▶ [Your goal]: Change "dead grass blade" to "dry grass blade" in the records from the line with "Note: annotate every instance of the dead" through the end of the records, and reproduce those lines with everything else left as is.

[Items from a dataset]

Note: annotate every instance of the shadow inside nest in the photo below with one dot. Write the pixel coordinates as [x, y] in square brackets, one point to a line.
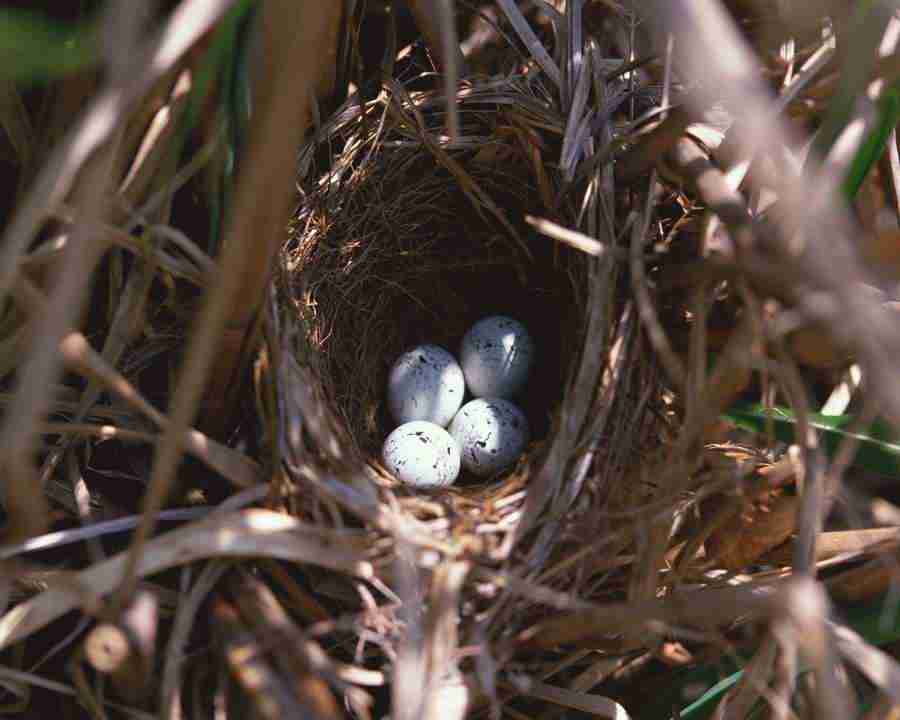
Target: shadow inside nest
[401, 242]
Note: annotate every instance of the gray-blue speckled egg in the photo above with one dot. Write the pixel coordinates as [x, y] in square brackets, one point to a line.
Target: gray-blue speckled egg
[496, 357]
[422, 454]
[426, 383]
[491, 434]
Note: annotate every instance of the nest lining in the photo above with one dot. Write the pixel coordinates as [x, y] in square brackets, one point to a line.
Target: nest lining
[404, 242]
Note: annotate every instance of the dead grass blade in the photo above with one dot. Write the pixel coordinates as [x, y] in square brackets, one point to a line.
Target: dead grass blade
[169, 691]
[282, 120]
[190, 20]
[16, 123]
[710, 608]
[437, 21]
[77, 353]
[531, 41]
[583, 702]
[831, 267]
[251, 533]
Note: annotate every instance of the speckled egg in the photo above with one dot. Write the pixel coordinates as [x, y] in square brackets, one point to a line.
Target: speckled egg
[422, 454]
[425, 383]
[496, 356]
[491, 434]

▶ [Written solution]:
Note: annotate every instance of the dry grass blade in the photo above with one dot. Write the pixel coordinates as [x, y] in square brackets, one point to a line.
Target: dry grass blade
[169, 691]
[282, 120]
[190, 20]
[16, 123]
[710, 608]
[437, 21]
[77, 353]
[531, 41]
[583, 702]
[831, 267]
[251, 533]
Note: annotate every instance of the speckled egg in the photo above with one dot. Write the pixel coordinates as [x, y] in square brackets, one point to a line.
Target: speckled egg
[422, 454]
[425, 383]
[496, 356]
[491, 434]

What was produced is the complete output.